____ GETOONDE TEKST

De Staten (111)
Er was een hoger orgaan dan de Raad van Politie, te weten de Koloniale Raad. Die bestond uit 13 leden, allen benoemd door de Kroon. De Koloniale Raad bleef bestaan tot 1936 en werd in dat jaar vervangen door de Staten. Bonaire kon één lid kiezen van de tien leden die gekozen werden. Vijf leden werden benoemd door de gouverneur. Dit college telde dus 15 leden.
Curaçao mocht 6 leden kiezen, Aruba 2, Bonaire 1 en de Bovenwinden 1.
Te Bonaire bestond niet de minste belangstelling. De Katholieke Partij te Curaçao stelde voor Bonaire een kandidaat, de heer John de Jongh, die al lid van de Koloniale Raad was geweest. Er was geen ander voor Bonaire kandidaat gesteld en de heer De Jongh werd dus gekozen verklaard. Het zou voor iemand die op Bonaire woonde zeer moeilijk zijn geweest het lidmaatschap van de Staten aan te nemen, gezien de nog gebrekkige verbinding die per schip of vliegtuig tussen Curaçao en Bonaire bestond. Eenmaal per week per vliegtuig (als het veld betrouwbaar was) en eenmaal in de 14 dagen per KNSM en na 5 dagen per deze gelegenheid terug.

________

- [GESTELDE OPGAVE 1]
Beantwoord over de tekst over de Staten de volgende vragen:
(a) Uit hoeveel leden bestond de Koloniale Raad?
(b) In welk jaar werd de Koloniale Raad vervangen door de Staten?
(c) Wie stelde de Katholieke Partij te Curaçao kandidaat voor Bonaire?
- [GESTELDE OPGAVE 2]
Neem uit de tekst over de Staten letterlijk het deel over dat opent met de woorden "De Staten (111)" en sluit met "de Bovenwinden 1.".
- [GESTELDE OPGAVE 3]
Schrijf de tekst over de Staten verder vanaf de laatste zin.

____ INGEVOERDE GEGEVENS

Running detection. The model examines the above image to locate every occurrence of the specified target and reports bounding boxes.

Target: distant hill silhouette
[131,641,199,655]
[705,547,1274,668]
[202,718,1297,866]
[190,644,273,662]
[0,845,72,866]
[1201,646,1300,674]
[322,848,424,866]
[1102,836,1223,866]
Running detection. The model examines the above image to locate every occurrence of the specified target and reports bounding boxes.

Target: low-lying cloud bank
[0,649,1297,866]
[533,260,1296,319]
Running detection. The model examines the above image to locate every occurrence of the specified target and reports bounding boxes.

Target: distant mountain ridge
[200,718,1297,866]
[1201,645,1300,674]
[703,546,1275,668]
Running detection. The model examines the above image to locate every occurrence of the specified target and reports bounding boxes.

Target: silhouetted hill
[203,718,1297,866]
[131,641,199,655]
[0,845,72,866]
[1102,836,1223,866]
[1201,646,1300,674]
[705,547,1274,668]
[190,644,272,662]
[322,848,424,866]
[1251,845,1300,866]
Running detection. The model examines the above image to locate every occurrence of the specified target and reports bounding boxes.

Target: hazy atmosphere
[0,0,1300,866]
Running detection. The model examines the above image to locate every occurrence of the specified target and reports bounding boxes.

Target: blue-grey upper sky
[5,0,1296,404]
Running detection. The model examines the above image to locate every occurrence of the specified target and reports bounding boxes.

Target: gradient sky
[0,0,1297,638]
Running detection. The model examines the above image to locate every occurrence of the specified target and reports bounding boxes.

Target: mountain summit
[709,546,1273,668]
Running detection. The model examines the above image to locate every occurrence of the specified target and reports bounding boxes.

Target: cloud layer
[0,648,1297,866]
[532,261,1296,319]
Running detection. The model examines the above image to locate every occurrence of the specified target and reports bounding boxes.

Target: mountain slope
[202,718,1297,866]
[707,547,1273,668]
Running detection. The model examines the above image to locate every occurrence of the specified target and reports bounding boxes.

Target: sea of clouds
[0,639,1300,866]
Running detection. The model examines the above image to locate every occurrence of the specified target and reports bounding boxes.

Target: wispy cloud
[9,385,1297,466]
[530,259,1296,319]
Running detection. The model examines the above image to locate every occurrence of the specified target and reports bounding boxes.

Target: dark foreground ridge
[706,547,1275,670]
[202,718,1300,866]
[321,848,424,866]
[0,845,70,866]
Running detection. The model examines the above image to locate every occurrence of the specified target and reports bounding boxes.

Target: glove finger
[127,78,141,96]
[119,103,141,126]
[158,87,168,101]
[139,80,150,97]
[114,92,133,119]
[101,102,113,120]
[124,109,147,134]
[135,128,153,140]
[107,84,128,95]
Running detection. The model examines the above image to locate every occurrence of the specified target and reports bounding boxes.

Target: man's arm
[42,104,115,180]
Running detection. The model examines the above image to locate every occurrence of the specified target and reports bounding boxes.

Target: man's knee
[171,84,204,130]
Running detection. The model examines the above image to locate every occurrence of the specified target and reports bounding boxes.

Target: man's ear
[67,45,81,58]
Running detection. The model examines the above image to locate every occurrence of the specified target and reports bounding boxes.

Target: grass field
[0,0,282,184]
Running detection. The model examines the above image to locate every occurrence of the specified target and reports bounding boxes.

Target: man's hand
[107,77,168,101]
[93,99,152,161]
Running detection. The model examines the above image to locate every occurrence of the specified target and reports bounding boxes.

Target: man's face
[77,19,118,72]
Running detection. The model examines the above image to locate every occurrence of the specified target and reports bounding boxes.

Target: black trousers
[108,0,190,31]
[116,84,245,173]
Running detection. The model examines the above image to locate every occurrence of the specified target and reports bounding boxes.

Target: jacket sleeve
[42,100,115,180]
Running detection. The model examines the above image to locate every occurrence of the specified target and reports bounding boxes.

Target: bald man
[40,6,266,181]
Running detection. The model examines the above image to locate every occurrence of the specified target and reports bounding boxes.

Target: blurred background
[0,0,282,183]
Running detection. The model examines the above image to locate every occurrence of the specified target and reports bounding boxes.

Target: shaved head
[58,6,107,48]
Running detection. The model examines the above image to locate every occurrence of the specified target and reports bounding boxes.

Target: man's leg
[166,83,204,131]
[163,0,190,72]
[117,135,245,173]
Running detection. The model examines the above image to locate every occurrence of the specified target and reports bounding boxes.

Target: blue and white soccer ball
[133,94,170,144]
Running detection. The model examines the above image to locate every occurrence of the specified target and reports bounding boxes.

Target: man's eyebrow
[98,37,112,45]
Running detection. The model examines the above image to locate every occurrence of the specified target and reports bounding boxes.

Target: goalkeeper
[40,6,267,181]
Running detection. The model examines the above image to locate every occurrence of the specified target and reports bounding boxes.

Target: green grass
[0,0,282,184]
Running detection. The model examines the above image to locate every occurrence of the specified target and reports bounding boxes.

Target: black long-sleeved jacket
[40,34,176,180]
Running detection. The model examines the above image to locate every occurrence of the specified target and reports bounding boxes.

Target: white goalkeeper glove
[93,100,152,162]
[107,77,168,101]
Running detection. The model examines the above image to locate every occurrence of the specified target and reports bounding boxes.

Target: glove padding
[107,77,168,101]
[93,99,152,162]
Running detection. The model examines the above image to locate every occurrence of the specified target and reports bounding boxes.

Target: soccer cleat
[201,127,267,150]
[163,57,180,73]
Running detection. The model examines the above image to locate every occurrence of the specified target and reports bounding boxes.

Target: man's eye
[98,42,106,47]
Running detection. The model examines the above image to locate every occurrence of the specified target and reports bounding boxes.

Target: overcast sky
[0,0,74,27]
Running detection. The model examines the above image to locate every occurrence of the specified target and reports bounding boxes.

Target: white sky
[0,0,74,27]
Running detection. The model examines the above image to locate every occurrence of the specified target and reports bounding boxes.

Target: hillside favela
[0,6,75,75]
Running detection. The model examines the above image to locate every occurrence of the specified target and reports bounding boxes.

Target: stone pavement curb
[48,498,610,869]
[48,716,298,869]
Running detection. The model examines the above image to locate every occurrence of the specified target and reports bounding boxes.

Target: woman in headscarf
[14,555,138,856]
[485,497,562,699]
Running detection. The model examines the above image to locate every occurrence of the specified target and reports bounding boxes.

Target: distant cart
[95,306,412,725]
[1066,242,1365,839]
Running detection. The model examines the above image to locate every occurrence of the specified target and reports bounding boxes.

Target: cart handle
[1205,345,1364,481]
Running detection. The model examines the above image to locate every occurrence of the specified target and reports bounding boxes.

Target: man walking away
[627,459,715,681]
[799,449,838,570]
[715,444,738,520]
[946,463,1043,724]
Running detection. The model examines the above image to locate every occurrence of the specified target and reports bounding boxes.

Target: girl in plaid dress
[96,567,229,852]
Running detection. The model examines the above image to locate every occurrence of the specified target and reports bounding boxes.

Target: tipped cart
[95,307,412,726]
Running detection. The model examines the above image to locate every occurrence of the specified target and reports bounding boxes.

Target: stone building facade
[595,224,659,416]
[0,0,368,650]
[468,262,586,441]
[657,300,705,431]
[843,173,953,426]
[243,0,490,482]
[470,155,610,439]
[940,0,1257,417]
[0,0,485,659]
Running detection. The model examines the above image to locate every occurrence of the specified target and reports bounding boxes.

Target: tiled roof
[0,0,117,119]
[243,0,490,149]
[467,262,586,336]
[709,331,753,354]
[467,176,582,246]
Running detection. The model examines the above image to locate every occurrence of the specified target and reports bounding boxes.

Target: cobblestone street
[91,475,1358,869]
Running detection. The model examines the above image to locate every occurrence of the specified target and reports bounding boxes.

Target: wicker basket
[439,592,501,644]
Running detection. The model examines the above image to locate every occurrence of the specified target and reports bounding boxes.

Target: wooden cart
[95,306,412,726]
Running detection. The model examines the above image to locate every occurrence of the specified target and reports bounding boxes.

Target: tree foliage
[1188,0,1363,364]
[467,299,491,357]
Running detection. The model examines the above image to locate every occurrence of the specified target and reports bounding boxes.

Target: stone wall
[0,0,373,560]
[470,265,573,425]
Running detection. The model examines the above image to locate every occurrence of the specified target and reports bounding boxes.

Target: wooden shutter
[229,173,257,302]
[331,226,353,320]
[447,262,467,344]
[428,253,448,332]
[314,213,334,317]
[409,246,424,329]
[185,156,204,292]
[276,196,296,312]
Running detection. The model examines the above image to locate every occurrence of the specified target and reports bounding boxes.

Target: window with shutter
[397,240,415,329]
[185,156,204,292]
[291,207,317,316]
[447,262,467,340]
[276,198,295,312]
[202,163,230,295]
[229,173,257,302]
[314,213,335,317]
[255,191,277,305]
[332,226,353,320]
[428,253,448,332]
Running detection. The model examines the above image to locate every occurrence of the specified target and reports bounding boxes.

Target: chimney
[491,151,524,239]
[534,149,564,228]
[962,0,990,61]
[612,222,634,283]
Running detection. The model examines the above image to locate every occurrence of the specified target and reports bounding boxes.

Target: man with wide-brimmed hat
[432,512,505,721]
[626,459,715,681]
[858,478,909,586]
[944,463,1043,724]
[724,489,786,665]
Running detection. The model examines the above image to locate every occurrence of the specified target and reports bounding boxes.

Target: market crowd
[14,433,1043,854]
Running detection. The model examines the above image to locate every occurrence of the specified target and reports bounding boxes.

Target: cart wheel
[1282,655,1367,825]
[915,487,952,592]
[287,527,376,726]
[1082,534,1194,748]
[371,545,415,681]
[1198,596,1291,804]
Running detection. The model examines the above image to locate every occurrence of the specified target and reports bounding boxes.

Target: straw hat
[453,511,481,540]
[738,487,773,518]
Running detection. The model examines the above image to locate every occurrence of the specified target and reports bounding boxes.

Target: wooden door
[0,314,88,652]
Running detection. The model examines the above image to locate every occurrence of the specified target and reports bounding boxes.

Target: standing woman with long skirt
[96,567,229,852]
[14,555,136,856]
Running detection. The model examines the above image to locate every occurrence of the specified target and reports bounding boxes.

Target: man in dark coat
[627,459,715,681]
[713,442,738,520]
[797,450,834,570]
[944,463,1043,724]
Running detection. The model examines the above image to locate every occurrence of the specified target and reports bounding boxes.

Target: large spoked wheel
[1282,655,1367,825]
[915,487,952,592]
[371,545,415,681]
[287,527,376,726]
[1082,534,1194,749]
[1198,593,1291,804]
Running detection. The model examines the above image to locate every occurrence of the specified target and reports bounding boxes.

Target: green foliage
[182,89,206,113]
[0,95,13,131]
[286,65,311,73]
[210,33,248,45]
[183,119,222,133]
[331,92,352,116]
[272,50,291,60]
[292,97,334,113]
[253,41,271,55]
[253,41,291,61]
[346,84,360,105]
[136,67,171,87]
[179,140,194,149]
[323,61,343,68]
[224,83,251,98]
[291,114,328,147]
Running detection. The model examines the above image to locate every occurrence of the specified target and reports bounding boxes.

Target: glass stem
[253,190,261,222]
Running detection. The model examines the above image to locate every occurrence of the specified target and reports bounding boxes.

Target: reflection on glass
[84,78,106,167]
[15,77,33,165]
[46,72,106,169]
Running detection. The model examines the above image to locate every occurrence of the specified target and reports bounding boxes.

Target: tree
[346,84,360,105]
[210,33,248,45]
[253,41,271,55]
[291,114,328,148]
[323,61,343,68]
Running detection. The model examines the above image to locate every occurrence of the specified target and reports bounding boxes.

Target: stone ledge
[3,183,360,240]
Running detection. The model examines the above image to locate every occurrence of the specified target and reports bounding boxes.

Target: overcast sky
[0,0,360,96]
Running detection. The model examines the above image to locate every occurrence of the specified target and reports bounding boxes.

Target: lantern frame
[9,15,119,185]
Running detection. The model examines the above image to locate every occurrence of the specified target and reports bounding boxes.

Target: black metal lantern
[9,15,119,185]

________

- [VERWACHT ANTWOORD 1]
(a) Uit 13 leden.
(b) In 1936.
(c) De heer John de Jongh.

- [VERWACHT ANTWOORD 2]
De Staten (111)
Er was een hoger orgaan dan de Raad van Politie, te weten de Koloniale Raad. Die bestond uit 13 leden, allen benoemd door de Kroon. De Koloniale Raad bleef bestaan tot 1936 en werd in dat jaar vervangen door de Staten. Bonaire kon één lid kiezen van de tien leden die gekozen werden. Vijf leden werden benoemd door de gouverneur. Dit college telde dus 15 leden.
Curaçao mocht 6 leden kiezen, Aruba 2, Bonaire 1 en de Bovenwinden 1.

- [VERWACHT ANTWOORD 3]
Niet eenvoudig
Het was nog niet eenvoudig om als kiezer voor het Statencollege geaccepteerd te worden. De eerste verkiezingen voor de Staten zouden op 20 december 1937 worden gehouden. Om als kiezer te worden toegelaten moest men ook nog aan bepaalde voorwaarden voldoen. Prof. mr. B. De Gaay Fortman, geeft in zijn ‘Schets van de politieke geschiedenis van de Nederlandse Antillen in de 20e eeuw’, een duidelijk beschrijving. Hij schreef: ,,Voor het censuskiesrecht was de eis een aanslag naar een jaarlijks inkomen van ten minste 1.200 gulden.”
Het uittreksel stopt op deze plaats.